**WHAT YOU WILL DO**
Please set down, word for word, the portion of the Gaza war news report starting with "The number of" and going on through "agency said Friday.".

**EXERCISE PASSAGE**
For weeks, the Biden administration has strongly backed Israeli Prime Minister Benjamin Netanyahu’s military offensive following Hamas’ brutal October 7 attack, but a rising death count in the besieged enclave, enormous pro-Palestinian protests across the globe and increasing discomfort inside the White House has put considerable strain on the US’ posture.

“Far too many Palestinians have been killed. Far too many have suffered these past weeks,” the top US diplomat said in New Delhi. “We want to do everything possible to prevent harm to them and to maximize the assistance that gets to them.”

“To that end, we’ll be continuing to discuss with Israel the concrete steps to be taken to advance these objectives,” Blinken added.

Administration officials argue they have had success in some areas as they work to alleviate the humanitarian crisis in Gaza. The White House said Thursday that Israel had agreed to move forward with daily four-hour pauses of military operations in areas of northern Gaza.

The number of Palestinians killed in Israeli attacks on Gaza since October 7 has surpassed 11,000, according to the Palestinian Ministry of Health in Ramallah, drawing from sources in the Hamas-controlled territory.

The ferocity of the military operation shows no sign of letting up. On Friday, Israeli tanks surrounded a Gaza hospital, its director told CNN, as the territory’s largest healthcare facility came under a reported “bombardment.”

[…]

 
4 hr 16 min ago

More than 100 UN workers killed in Gaza since the Israel-Hamas war began, agency says​

From CNN's Lauren Kent

At least 101 employees of the main United Nations agency working in the Palestinian territories have been killed in Gaza since October 7, the agency said Friday.

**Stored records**

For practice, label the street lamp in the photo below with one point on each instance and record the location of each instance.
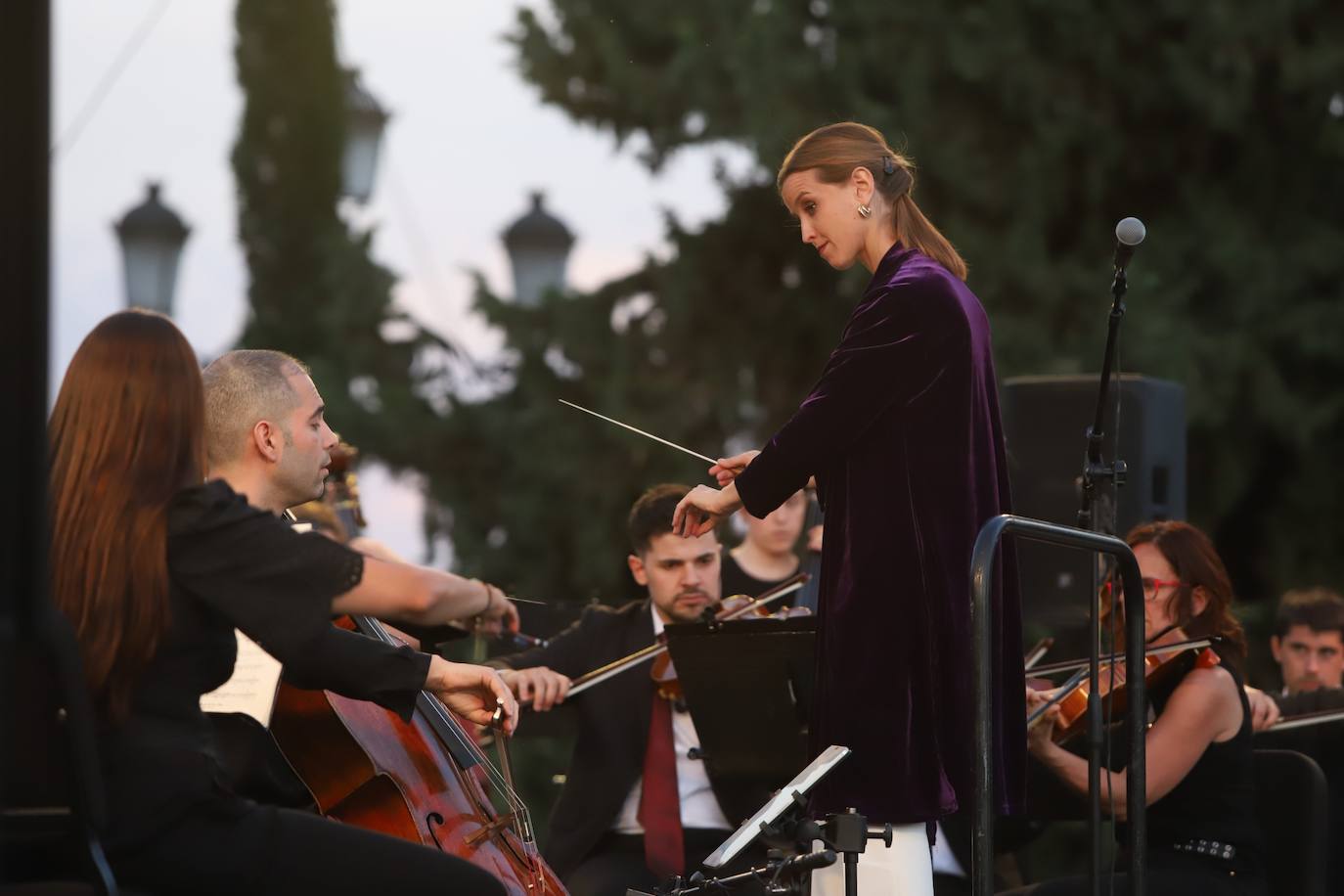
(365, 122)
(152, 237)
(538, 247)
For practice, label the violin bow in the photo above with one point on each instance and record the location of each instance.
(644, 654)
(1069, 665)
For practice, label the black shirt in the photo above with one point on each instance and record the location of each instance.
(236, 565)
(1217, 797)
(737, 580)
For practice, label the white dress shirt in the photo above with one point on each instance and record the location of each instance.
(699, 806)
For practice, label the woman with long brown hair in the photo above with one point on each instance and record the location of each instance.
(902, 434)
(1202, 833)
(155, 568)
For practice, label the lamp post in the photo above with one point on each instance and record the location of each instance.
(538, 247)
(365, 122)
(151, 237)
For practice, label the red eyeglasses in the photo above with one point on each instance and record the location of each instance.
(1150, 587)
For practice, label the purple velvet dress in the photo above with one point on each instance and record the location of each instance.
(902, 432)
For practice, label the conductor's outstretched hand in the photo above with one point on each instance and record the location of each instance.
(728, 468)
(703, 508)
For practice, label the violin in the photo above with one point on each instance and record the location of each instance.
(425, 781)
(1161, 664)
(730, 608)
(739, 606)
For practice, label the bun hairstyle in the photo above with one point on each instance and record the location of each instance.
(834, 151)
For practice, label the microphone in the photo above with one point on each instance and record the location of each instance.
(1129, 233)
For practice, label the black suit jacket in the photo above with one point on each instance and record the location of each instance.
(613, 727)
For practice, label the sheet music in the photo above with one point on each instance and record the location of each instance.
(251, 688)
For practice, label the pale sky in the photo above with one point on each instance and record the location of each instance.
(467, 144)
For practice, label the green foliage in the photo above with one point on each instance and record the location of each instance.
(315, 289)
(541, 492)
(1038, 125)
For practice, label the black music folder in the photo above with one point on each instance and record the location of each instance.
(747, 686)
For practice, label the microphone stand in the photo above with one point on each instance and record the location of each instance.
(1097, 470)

**EXERCISE RESULT**
The number of Palestinians killed in Israeli attacks on Gaza since October 7 has surpassed 11,000, according to the Palestinian Ministry of Health in Ramallah, drawing from sources in the Hamas-controlled territory.

The ferocity of the military operation shows no sign of letting up. On Friday, Israeli tanks surrounded a Gaza hospital, its director told CNN, as the territory’s largest healthcare facility came under a reported “bombardment.”

[…]

 
4 hr 16 min ago

More than 100 UN workers killed in Gaza since the Israel-Hamas war began, agency says​

From CNN's Lauren Kent

At least 101 employees of the main United Nations agency working in the Palestinian territories have been killed in Gaza since October 7, the agency said Friday.